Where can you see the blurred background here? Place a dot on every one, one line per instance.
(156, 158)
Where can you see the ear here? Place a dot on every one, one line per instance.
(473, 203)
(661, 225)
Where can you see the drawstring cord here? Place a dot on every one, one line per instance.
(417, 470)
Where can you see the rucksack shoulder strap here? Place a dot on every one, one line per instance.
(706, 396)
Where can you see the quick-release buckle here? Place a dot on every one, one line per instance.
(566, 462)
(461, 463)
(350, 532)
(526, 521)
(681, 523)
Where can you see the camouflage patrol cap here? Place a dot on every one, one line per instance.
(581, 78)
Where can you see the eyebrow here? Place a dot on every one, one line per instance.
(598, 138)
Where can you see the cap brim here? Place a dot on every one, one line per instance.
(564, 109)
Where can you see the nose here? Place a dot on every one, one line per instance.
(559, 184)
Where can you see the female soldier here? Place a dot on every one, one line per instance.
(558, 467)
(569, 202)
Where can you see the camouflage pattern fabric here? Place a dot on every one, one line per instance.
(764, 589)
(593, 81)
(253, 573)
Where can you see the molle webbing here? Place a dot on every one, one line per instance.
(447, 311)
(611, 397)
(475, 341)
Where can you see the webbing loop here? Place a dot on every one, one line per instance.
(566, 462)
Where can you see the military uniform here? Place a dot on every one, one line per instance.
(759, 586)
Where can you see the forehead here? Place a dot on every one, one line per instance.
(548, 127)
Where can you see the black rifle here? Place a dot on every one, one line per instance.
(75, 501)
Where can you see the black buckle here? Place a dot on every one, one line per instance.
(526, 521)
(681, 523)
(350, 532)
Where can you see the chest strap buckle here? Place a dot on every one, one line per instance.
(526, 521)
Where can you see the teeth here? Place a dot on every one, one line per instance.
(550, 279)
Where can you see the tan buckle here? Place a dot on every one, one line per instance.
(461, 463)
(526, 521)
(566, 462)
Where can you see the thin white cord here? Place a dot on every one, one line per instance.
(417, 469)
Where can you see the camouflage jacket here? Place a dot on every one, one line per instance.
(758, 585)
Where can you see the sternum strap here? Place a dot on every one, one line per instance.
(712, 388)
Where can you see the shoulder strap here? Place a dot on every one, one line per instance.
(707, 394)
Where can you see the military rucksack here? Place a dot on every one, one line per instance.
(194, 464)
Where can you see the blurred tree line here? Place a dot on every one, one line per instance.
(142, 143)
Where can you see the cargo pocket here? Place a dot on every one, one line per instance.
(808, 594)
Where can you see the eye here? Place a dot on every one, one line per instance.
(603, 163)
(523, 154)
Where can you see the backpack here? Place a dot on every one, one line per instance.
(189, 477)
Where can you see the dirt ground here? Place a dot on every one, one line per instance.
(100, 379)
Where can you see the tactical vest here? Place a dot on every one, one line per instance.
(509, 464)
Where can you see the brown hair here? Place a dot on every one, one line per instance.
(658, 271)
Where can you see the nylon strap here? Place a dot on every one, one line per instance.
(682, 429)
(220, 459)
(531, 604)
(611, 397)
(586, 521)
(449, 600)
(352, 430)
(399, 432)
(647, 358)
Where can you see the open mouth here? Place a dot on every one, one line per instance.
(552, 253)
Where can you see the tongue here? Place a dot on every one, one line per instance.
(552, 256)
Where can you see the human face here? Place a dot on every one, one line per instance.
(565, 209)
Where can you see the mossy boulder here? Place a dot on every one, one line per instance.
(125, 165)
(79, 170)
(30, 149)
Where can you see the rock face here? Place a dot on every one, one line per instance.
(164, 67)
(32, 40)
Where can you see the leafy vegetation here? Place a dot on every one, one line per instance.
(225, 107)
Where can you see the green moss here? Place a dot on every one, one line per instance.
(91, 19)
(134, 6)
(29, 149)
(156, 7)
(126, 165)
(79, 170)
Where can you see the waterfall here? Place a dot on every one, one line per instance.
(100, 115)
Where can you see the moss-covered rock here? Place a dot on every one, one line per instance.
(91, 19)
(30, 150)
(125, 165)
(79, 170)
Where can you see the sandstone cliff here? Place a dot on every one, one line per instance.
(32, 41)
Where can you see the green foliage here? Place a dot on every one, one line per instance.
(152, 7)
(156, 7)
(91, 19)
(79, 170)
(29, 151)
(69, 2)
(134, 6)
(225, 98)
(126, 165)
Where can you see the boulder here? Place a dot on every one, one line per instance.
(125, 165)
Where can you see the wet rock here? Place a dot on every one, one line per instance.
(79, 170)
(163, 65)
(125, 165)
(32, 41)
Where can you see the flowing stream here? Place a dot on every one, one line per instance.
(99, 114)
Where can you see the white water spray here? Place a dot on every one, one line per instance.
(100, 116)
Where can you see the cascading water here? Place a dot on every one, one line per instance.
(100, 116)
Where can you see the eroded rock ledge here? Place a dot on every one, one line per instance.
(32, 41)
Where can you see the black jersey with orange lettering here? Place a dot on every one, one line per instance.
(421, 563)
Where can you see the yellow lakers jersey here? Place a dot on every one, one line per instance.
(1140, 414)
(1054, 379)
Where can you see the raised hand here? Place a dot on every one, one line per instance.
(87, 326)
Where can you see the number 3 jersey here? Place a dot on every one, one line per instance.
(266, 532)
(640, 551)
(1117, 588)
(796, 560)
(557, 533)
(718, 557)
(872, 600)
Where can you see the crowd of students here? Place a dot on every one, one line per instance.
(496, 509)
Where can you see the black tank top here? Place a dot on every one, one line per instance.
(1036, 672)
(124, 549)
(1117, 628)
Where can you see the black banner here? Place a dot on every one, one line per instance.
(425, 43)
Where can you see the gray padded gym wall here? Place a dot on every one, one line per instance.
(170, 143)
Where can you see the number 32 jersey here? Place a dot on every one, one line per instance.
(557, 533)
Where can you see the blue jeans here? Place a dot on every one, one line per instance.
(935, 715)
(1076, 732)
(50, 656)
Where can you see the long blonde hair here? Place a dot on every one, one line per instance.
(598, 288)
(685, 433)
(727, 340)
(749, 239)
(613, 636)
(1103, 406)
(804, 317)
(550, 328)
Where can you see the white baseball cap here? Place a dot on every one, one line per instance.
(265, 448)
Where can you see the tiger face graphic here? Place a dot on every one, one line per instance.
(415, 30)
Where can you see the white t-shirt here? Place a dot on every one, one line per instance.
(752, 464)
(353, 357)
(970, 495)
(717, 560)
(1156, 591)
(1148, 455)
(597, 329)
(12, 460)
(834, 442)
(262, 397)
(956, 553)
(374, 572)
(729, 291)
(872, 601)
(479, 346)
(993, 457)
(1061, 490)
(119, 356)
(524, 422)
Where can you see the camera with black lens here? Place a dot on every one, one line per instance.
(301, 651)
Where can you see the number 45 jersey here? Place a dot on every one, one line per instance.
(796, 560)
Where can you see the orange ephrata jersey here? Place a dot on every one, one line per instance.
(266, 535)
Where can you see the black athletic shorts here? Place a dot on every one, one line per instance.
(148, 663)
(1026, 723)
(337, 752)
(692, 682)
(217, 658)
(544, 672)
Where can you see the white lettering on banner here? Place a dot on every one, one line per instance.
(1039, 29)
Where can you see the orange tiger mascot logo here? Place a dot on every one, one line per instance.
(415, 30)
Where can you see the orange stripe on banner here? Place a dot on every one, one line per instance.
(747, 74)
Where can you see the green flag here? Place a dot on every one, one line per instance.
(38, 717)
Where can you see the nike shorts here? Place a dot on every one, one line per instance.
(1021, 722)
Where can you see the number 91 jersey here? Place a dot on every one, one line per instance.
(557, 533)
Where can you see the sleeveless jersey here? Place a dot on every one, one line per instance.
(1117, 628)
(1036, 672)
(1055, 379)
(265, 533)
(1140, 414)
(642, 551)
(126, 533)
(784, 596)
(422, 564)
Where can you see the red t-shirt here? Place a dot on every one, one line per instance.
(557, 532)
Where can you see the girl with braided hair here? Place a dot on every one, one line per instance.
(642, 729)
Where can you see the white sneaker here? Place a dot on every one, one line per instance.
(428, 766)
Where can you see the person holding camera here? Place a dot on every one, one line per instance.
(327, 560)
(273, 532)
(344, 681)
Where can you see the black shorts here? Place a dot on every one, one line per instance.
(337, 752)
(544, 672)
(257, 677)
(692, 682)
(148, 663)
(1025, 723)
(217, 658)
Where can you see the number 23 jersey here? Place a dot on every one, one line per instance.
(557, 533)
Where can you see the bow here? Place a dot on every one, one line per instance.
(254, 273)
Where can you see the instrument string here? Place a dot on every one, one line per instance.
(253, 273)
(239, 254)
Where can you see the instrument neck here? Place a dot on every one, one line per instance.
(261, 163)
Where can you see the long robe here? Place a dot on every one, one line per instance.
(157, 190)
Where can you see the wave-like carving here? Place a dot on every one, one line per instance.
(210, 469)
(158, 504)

AIM
Transcribe, word for word, every line from the one containing "Where can you see the white sneaker" through the final line of the entries, and nothing else.

WRITTEN SOLUTION
Where can you see the white sneaker here? Place a dot on every one, one line per instance.
(428, 766)
Where can you see the person holding camera here? Place a dot on every one, one line per instance.
(327, 560)
(273, 532)
(344, 681)
Where can you see the black shorts here? Place a dot on every one, one line per instance.
(337, 752)
(544, 672)
(257, 677)
(692, 682)
(148, 663)
(1025, 723)
(217, 658)
Where can you see the number 23 jersey here? Place a dot on every one, one line per instance.
(557, 533)
Where can you see the bow here? Place a dot on every one, one line per instance.
(254, 273)
Where can you see the instrument string here? Place a dot on every one, one line per instance.
(253, 273)
(239, 254)
Where can you see the instrument neck here? Place a dot on every one, one line per instance.
(261, 163)
Where can you see the long robe here? Place a dot on every one, one line per instance.
(157, 190)
Where can you see the wave-like carving here? Place a dot on every one, one line per instance.
(210, 469)
(158, 504)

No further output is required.